§ **TASK DIRECTIONS**: Convert everything from the line containing "Readme: the locator spots each instance of the cab" down to the end of the items below into a JSON list of strings, one string per line, leaving out blank lines.

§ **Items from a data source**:
####

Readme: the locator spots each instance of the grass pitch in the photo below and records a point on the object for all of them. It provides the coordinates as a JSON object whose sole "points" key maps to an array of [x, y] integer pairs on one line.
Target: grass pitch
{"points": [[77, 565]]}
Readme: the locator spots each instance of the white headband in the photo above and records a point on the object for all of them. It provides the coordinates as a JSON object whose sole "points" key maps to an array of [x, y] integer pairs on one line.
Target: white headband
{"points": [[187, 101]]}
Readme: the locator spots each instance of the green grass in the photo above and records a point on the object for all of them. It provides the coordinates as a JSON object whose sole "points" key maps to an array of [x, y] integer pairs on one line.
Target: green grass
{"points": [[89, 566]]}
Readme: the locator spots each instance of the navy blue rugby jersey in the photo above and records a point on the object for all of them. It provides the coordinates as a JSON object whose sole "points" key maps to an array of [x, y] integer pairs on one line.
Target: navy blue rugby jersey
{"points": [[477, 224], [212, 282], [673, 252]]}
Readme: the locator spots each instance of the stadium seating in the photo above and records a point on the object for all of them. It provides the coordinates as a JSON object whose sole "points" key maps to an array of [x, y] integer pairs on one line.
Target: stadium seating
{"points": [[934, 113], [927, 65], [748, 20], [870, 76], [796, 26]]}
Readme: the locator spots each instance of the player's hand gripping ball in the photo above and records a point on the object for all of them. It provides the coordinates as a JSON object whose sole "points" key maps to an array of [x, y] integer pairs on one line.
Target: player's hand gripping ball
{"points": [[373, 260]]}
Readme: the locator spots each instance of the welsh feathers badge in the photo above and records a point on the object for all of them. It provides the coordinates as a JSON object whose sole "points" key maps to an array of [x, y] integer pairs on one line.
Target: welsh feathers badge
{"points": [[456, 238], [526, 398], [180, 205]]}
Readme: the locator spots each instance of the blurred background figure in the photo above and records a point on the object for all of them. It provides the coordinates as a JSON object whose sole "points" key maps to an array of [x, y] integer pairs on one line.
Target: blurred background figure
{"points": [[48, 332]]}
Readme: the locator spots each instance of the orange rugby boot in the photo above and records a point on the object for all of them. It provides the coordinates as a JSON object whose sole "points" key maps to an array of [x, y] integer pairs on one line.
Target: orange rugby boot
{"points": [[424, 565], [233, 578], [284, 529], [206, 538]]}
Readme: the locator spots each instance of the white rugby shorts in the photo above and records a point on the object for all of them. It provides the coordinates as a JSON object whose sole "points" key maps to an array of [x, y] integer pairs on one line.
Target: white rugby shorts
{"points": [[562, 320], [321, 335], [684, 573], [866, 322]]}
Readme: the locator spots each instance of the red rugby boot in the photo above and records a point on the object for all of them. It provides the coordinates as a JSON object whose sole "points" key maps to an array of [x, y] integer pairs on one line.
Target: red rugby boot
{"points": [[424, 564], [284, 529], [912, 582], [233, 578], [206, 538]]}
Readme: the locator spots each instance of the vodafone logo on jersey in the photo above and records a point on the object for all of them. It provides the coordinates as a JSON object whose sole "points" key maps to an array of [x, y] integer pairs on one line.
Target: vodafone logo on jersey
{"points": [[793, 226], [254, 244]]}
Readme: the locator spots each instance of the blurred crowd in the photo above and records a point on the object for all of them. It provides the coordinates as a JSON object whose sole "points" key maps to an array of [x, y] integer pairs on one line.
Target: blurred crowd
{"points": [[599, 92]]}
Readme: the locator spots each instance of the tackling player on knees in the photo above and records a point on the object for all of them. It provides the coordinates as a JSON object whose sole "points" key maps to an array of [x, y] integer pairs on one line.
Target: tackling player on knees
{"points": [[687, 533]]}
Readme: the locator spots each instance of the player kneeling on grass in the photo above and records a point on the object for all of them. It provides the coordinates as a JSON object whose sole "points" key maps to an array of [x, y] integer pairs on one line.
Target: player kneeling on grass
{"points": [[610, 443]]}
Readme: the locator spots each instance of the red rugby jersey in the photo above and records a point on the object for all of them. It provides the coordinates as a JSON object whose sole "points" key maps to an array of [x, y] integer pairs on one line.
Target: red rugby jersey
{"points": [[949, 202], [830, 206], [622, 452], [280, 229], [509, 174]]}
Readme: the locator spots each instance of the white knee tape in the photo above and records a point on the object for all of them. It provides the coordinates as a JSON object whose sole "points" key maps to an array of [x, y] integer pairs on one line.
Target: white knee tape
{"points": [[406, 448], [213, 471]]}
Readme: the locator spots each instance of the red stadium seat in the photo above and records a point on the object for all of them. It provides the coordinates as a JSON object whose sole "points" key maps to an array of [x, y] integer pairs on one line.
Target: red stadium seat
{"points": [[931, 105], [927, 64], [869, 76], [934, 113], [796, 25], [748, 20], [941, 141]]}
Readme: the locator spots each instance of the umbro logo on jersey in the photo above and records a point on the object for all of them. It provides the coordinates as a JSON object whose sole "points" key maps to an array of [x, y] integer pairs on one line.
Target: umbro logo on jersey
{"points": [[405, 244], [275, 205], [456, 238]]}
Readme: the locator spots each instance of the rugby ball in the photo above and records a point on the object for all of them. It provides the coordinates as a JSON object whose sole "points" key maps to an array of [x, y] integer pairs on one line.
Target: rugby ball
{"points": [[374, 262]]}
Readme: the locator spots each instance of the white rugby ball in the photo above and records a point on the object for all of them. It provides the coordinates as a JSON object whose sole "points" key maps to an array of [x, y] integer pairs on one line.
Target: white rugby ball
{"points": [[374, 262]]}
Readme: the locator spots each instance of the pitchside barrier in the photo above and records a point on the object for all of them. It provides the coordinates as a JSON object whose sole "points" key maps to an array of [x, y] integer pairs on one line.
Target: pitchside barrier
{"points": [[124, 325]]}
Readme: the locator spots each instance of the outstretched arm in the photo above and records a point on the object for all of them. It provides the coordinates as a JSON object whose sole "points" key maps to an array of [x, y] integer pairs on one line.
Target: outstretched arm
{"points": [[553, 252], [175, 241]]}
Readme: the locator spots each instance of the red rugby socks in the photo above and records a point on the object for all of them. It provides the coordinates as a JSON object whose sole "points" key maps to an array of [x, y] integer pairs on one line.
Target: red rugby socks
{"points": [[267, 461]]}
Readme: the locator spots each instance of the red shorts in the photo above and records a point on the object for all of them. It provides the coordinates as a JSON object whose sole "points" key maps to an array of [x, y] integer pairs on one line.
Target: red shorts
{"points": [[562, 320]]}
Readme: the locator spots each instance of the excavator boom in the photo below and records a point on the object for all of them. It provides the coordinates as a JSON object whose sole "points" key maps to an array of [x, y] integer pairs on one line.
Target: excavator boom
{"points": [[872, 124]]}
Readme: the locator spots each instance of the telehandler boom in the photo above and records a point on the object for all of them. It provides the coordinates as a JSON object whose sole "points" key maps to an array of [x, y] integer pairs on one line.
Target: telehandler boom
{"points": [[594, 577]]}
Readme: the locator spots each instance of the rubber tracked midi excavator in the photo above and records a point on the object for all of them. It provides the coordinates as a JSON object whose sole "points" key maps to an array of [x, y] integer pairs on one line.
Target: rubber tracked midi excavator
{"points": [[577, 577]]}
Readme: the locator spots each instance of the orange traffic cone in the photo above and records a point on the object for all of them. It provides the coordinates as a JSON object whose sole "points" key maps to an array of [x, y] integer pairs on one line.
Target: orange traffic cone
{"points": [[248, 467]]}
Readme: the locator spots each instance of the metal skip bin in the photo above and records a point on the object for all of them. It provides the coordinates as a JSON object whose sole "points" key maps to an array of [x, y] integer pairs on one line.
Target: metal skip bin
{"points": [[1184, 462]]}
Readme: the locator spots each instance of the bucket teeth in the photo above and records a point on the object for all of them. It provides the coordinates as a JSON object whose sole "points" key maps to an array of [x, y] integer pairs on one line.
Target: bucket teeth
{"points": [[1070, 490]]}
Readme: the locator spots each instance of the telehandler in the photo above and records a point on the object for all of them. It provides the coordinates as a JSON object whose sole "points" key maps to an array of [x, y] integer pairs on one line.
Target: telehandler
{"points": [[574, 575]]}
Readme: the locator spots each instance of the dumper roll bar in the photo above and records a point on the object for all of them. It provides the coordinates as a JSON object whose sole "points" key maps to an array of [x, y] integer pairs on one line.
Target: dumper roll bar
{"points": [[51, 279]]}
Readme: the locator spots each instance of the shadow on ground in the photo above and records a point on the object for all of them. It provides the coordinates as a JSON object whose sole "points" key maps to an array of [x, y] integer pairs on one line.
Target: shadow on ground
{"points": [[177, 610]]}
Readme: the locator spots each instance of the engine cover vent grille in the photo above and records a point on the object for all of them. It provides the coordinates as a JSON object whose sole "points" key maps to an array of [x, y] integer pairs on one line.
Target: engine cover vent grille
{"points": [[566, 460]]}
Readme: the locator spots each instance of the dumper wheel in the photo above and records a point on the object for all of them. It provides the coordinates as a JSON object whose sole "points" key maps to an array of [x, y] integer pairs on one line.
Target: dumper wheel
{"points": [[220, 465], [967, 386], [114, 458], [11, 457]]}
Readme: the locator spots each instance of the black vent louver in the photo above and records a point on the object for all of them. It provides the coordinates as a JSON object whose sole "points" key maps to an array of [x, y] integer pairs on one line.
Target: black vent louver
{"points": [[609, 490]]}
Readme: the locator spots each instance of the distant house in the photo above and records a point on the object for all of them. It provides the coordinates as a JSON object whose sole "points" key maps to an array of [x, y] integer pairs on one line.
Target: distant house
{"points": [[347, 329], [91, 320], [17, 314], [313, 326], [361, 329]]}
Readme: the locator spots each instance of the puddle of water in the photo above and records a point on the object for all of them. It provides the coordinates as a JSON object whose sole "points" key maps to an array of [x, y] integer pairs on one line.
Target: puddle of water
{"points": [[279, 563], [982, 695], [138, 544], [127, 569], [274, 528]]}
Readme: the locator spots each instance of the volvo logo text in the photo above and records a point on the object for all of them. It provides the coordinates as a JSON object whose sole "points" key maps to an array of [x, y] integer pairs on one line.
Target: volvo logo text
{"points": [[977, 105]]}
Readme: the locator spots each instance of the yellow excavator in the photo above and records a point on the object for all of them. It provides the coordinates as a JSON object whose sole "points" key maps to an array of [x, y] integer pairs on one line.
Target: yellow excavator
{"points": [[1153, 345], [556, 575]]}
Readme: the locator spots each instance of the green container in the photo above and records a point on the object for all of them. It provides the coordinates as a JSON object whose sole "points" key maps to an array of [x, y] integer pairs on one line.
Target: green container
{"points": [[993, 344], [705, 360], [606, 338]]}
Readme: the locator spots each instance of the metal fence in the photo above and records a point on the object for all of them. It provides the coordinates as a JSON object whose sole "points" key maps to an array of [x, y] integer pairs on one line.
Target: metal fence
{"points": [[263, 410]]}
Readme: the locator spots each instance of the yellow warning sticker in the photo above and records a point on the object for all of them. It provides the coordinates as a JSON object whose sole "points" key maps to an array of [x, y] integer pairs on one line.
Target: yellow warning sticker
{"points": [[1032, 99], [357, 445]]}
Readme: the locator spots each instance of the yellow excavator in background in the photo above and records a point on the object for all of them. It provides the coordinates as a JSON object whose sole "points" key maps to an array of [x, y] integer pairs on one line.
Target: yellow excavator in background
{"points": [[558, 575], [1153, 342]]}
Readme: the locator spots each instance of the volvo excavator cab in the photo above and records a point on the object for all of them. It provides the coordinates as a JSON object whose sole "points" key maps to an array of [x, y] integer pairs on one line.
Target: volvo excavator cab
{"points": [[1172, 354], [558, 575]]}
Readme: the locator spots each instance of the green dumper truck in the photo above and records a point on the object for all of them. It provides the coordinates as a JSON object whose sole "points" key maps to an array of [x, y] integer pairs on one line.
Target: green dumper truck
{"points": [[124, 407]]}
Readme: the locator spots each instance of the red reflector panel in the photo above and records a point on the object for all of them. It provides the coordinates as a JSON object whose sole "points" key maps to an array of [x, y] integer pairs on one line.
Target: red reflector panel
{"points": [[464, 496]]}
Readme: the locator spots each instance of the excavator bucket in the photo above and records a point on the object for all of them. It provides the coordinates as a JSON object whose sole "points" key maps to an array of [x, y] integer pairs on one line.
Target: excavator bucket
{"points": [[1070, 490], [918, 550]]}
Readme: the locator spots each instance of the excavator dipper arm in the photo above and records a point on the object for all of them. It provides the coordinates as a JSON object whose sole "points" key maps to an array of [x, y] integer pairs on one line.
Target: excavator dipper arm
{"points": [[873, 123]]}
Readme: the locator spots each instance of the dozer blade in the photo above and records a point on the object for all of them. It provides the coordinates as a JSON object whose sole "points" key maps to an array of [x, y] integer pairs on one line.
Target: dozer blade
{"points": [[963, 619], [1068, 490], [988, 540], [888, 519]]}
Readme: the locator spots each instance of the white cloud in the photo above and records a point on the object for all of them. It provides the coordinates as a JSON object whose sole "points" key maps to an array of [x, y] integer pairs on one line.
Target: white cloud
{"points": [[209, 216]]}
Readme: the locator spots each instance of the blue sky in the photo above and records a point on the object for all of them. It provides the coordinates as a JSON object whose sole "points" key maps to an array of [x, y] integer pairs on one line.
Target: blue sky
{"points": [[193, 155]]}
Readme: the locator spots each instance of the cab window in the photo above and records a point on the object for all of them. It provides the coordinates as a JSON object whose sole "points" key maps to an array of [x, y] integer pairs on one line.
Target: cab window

####

§ **TASK RESPONSE**:
[
  "Readme: the locator spots each instance of the cab window in the photo above and records a point on the object for all of them. It provides the coordinates as a JSON object whose sole \"points\" key maps to an array of [x, y] integer pairs on one line.",
  "Target: cab window"
]